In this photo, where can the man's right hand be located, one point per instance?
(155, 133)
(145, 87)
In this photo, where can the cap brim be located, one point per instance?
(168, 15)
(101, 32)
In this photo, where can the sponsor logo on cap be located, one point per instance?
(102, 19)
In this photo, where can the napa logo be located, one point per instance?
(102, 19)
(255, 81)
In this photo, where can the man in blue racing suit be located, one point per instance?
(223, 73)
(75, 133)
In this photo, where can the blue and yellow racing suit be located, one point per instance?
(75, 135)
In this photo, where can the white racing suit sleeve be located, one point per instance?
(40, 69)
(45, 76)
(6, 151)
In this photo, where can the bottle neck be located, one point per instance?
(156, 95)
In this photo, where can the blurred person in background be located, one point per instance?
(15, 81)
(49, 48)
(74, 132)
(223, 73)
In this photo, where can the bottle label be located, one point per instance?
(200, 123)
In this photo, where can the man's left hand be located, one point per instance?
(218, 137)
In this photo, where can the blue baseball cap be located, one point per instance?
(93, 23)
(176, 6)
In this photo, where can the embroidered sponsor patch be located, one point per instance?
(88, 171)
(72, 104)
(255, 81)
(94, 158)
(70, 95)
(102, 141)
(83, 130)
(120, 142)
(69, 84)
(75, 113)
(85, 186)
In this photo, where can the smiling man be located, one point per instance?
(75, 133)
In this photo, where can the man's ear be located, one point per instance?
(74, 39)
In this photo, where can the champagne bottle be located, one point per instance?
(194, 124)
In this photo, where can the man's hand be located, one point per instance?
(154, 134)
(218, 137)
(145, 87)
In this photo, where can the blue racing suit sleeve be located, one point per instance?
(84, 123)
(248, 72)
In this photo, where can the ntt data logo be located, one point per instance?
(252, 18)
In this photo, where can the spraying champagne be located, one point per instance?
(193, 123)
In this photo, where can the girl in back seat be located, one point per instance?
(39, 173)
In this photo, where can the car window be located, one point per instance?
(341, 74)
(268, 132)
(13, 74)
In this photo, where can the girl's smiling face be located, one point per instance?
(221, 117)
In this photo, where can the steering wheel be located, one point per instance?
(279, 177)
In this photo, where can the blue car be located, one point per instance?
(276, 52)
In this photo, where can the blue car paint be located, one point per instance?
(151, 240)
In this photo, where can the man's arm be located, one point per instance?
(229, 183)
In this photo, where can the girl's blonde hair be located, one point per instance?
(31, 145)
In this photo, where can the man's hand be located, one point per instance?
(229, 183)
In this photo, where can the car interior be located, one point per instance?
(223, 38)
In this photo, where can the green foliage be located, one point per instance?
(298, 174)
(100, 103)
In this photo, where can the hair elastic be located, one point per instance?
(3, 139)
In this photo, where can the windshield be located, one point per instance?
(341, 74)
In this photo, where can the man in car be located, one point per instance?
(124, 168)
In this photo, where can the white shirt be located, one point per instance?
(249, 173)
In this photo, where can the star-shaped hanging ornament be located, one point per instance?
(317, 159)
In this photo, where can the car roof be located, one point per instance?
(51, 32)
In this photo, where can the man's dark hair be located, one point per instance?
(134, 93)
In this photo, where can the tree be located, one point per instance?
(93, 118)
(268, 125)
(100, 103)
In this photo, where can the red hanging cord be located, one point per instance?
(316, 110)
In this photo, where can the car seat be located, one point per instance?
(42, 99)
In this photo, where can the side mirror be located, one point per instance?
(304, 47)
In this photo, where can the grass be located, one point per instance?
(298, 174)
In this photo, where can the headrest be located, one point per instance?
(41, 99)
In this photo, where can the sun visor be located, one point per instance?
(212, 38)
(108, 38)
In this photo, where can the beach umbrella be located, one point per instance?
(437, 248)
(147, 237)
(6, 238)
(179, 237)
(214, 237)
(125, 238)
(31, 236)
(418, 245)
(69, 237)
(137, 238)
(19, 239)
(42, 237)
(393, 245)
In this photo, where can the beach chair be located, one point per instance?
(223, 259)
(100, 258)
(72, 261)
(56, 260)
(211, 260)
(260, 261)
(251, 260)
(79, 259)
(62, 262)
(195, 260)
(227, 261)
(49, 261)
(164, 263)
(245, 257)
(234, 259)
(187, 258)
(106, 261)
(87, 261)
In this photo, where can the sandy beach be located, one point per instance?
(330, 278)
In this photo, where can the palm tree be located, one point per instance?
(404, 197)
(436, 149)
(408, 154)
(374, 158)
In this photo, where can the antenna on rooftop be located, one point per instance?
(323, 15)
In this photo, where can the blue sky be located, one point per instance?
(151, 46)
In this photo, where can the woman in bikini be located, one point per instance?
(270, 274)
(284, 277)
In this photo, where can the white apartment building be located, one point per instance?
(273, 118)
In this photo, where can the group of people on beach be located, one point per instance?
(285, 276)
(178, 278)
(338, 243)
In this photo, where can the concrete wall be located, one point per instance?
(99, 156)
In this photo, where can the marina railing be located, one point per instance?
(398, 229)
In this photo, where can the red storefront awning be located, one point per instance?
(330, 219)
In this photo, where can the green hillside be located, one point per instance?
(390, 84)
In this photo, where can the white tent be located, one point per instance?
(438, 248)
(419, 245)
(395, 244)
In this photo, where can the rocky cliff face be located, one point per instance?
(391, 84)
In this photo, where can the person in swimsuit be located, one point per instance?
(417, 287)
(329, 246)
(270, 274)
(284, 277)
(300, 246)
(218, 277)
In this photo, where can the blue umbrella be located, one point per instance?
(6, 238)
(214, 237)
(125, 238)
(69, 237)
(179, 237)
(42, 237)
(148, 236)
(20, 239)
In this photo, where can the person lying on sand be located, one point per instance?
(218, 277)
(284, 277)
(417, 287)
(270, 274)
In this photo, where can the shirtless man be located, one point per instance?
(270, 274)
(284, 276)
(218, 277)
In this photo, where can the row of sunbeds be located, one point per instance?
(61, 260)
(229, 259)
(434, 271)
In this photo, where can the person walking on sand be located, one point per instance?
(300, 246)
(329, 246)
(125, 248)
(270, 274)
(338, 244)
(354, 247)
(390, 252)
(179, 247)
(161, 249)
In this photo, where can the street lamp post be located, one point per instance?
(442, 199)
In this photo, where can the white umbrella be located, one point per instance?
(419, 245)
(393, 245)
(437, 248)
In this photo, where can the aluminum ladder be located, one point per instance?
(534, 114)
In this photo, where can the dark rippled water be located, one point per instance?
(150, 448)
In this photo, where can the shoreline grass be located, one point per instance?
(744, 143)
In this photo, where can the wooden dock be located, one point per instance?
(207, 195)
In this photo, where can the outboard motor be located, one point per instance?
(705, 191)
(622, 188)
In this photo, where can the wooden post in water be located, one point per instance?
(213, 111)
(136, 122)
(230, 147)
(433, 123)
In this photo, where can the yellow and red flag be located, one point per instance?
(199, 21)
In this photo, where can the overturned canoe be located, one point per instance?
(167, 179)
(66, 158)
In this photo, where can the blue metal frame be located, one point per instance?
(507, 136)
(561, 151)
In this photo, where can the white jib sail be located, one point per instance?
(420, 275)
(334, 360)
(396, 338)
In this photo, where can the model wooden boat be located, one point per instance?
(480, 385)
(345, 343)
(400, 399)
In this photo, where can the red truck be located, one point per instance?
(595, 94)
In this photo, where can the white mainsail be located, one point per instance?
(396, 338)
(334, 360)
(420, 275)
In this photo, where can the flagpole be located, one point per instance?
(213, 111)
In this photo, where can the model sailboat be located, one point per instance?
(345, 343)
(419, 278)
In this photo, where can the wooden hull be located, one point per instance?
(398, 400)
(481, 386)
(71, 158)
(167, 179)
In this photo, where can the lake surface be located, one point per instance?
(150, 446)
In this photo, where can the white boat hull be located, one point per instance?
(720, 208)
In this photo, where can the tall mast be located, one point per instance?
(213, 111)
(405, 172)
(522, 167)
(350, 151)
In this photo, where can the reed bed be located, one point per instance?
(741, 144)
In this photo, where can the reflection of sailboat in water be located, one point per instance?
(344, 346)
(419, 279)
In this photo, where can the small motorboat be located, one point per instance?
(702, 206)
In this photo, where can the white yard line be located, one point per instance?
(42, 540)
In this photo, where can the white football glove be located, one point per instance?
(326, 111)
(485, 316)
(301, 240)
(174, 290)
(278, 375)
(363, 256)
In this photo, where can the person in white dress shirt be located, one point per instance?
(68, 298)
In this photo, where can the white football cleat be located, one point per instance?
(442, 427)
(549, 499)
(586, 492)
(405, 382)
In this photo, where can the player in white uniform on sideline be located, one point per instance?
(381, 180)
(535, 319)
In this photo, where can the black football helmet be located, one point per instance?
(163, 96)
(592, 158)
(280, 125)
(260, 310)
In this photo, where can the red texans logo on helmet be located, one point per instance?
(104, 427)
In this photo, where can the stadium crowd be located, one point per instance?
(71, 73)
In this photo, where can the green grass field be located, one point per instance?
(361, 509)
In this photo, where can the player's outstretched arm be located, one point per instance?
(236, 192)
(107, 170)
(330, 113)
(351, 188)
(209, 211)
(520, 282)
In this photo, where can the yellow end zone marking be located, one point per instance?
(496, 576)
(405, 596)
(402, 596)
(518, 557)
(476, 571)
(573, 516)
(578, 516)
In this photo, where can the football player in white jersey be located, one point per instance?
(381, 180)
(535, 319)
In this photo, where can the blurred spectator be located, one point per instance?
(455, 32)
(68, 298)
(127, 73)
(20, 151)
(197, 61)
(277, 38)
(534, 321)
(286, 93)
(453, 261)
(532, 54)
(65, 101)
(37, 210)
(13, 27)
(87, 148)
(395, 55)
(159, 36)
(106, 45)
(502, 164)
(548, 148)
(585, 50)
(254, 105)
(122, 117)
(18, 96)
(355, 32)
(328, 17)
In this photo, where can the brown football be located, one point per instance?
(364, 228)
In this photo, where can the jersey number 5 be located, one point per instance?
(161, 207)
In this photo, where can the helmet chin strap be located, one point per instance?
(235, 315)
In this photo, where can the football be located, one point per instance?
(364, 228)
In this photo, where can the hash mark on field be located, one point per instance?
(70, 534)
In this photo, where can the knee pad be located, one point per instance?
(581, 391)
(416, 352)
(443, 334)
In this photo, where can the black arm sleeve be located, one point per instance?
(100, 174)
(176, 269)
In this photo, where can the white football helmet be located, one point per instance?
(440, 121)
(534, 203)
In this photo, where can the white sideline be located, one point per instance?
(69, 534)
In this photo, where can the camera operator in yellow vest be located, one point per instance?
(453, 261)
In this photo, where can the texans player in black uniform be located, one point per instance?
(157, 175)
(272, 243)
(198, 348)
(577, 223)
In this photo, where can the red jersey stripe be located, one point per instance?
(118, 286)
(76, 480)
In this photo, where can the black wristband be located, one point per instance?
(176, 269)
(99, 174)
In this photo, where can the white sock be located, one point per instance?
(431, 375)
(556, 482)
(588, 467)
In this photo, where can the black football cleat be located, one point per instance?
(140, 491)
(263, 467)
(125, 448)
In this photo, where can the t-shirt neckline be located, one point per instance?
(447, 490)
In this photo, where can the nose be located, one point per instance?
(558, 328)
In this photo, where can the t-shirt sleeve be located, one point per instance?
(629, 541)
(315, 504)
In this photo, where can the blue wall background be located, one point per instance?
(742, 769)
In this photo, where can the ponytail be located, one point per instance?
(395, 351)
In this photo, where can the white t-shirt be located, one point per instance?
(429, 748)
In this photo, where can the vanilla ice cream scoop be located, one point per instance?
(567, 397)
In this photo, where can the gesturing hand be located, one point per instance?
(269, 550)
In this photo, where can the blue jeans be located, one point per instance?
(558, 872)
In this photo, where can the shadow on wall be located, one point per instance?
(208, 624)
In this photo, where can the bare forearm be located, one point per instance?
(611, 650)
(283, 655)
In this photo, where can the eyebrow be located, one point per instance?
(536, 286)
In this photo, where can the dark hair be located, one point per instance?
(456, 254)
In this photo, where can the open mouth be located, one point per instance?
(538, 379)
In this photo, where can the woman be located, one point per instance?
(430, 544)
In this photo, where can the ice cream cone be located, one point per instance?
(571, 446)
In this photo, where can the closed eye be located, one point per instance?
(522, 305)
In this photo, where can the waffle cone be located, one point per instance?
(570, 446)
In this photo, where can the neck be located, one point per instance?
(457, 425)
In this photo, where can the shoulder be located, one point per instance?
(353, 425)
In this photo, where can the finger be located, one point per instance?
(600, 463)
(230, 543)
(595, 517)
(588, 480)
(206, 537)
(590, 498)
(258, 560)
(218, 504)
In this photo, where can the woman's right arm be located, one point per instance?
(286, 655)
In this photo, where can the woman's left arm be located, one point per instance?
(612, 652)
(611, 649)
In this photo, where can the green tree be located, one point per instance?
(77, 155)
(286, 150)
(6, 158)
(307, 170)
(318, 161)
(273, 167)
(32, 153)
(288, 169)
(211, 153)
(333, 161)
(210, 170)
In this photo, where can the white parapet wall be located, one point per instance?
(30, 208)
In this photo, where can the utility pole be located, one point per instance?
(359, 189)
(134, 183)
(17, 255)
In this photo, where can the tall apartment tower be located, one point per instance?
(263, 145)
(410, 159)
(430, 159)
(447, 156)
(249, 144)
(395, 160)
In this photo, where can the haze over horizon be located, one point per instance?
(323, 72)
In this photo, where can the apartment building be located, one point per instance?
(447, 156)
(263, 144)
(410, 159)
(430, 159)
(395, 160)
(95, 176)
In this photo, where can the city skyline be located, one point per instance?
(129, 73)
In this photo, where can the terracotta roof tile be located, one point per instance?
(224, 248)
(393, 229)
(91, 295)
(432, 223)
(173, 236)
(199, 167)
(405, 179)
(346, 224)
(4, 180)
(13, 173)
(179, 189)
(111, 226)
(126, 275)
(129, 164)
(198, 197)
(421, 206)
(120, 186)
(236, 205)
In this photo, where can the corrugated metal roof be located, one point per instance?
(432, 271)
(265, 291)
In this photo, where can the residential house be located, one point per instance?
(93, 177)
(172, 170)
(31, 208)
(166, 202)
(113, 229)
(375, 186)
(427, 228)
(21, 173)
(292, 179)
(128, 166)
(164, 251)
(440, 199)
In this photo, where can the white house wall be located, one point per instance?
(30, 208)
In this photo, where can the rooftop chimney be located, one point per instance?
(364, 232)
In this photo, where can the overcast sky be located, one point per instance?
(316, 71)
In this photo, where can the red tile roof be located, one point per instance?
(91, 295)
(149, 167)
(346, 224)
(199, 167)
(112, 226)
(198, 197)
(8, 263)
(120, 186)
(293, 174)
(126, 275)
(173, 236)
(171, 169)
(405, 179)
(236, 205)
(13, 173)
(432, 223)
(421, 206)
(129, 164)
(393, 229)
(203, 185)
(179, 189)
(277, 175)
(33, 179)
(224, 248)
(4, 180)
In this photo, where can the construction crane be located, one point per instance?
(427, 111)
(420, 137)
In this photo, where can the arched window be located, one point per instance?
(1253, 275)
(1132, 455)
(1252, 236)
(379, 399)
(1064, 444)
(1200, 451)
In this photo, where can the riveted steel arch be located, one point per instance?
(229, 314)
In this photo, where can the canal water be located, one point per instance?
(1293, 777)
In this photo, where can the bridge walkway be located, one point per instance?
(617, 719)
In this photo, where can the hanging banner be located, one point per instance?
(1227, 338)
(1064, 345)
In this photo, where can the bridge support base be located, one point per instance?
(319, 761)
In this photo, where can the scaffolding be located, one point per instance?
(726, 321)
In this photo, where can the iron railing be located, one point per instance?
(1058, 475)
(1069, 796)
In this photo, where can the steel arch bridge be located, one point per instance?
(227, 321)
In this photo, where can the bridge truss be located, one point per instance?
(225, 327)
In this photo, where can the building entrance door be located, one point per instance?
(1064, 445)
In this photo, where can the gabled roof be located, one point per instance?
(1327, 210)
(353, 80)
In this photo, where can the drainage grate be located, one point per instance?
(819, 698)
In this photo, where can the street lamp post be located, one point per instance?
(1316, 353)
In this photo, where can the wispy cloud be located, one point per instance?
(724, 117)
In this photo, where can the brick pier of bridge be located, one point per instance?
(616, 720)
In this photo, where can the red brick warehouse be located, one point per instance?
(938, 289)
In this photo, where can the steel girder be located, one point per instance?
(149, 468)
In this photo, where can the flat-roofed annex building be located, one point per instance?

+ + + + +

- Work to be completed
Rewrite the material from the line containing "In this photo, where can the red tile" through the line containing "(1293, 777)", inclusive, replacing "arched window" with "round window" and leaving everything else unchanged.

- Expected answer
In this photo, where can the red tile roof be located, one point per instance?
(91, 295)
(149, 167)
(346, 224)
(199, 167)
(112, 226)
(198, 197)
(8, 263)
(120, 186)
(293, 174)
(126, 275)
(173, 236)
(171, 169)
(405, 179)
(236, 205)
(13, 173)
(432, 223)
(421, 206)
(129, 164)
(393, 229)
(203, 185)
(179, 189)
(277, 175)
(33, 179)
(224, 248)
(4, 180)
In this photo, where can the construction crane be located, one point per instance?
(427, 111)
(420, 137)
In this photo, where can the round window be located, one point per instance?
(1253, 275)
(1132, 455)
(1252, 236)
(379, 399)
(1064, 444)
(1200, 451)
In this photo, where can the riveted steel arch be located, one point per instance?
(229, 314)
In this photo, where can the canal water be located, one point per instance?
(1293, 777)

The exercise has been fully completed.